━━━━━ Material ━━━━━
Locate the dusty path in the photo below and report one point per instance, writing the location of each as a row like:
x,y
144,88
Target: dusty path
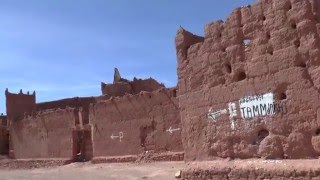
x,y
88,171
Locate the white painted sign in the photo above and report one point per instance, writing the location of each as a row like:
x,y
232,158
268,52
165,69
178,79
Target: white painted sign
x,y
257,106
232,114
171,130
216,114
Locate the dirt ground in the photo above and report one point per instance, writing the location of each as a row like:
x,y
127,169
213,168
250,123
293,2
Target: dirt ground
x,y
79,171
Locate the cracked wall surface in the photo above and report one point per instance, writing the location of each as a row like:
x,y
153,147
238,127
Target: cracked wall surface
x,y
133,124
46,134
265,52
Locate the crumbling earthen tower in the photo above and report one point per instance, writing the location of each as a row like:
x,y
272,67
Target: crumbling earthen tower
x,y
250,86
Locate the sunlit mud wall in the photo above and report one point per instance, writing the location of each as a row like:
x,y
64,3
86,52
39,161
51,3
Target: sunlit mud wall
x,y
133,124
250,86
47,134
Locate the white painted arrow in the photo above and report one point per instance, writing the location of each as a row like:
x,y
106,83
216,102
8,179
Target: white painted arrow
x,y
172,130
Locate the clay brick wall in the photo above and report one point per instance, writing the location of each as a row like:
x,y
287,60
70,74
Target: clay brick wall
x,y
250,86
19,105
48,134
3,120
133,124
77,102
130,87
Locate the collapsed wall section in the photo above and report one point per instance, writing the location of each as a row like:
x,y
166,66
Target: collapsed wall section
x,y
133,124
80,103
250,87
124,87
48,134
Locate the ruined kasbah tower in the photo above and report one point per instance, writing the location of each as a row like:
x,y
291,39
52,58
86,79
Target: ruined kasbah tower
x,y
248,89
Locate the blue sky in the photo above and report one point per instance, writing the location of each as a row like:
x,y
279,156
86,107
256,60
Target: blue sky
x,y
65,48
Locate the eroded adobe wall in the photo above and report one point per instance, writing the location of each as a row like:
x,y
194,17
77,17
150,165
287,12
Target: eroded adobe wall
━━━━━
- _To do_:
Format the lines from the one containing "Locate the white painted sign" through the last line as a Markdown table with the columns Row and Line, leaving out any blank lines.

- _Problem solution_:
| Row | Line |
|---|---|
| 1 | Locate the white painted sign in the photo above and report one point per instance, writing the location of each as a row like: |
| 2 | x,y |
| 3 | 232,158 |
| 4 | 268,52 |
| 5 | 165,69 |
| 6 | 178,79 |
| 7 | Target: white painted sign |
| 8 | x,y |
| 9 | 257,106 |
| 10 | 232,114 |
| 11 | 171,130 |
| 12 | 216,114 |
| 13 | Locate the dirt ground in the photo above and report one point per instance, writing the location of each as a row like: |
| 14 | x,y |
| 15 | 127,169 |
| 16 | 213,168 |
| 17 | 250,123 |
| 18 | 293,2 |
| 19 | Target: dirt ground |
| 20 | x,y |
| 21 | 79,171 |
| 22 | Locate the cracked wall surface in the photo above and report one point per instance, writing the location of each as a row like: |
| 23 | x,y |
| 24 | 153,147 |
| 25 | 238,127 |
| 26 | Target: cracked wall surface |
| 27 | x,y |
| 28 | 133,124 |
| 29 | 46,134 |
| 30 | 265,52 |
| 31 | Locate the crumbling earthen tower in the photo above and report one point per instance, writing the location of each as a row like: |
| 32 | x,y |
| 33 | 272,67 |
| 34 | Target: crumbling earthen tower |
| 35 | x,y |
| 36 | 250,86 |
| 37 | Locate the sunlit mud wall in the photo above and report one point per instance, writing the location of each as a row like: |
| 38 | x,y |
| 39 | 64,3 |
| 40 | 86,52 |
| 41 | 39,161 |
| 42 | 51,3 |
| 43 | Target: sunlit mud wall |
| 44 | x,y |
| 45 | 133,124 |
| 46 | 250,86 |
| 47 | 47,134 |
| 48 | Locate the white painted arrow in the photo above and report one point per instance, writing the location of each as a row like: |
| 49 | x,y |
| 50 | 106,83 |
| 51 | 216,102 |
| 52 | 8,179 |
| 53 | Target: white painted arrow |
| 54 | x,y |
| 55 | 172,130 |
| 56 | Locate the clay brick wall in the photo above and report one point per instance, writing the location of each as a row like: |
| 57 | x,y |
| 58 | 287,60 |
| 59 | 70,74 |
| 60 | Target: clay brick wall |
| 61 | x,y |
| 62 | 250,86 |
| 63 | 19,105 |
| 64 | 48,134 |
| 65 | 3,120 |
| 66 | 133,124 |
| 67 | 77,102 |
| 68 | 130,87 |
| 69 | Locate the collapsed wall section in the photo above and report one point per instance, writing the location of each as a row like: |
| 70 | x,y |
| 71 | 166,66 |
| 72 | Target: collapsed wall section |
| 73 | x,y |
| 74 | 133,124 |
| 75 | 80,103 |
| 76 | 250,87 |
| 77 | 124,87 |
| 78 | 48,134 |
| 79 | Locate the ruined kasbah tower in the photo above and report one point per instance, writing the location of each as a row like: |
| 80 | x,y |
| 81 | 291,39 |
| 82 | 52,58 |
| 83 | 86,79 |
| 84 | Target: ruined kasbah tower |
| 85 | x,y |
| 86 | 248,89 |
| 87 | Locate the blue sky in the photo above and report one point per instance, writing the location of each as a row like: |
| 88 | x,y |
| 89 | 279,156 |
| 90 | 86,107 |
| 91 | 256,60 |
| 92 | Target: blue sky |
| 93 | x,y |
| 94 | 65,48 |
| 95 | Locate the eroded adobe wall in the photo above and report one point per instance, writing the location of each as a row like: |
| 96 | x,y |
| 97 | 194,17 |
| 98 | 77,17 |
| 99 | 150,165 |
| 100 | 287,12 |
| 101 | Target: eroded adobe wall |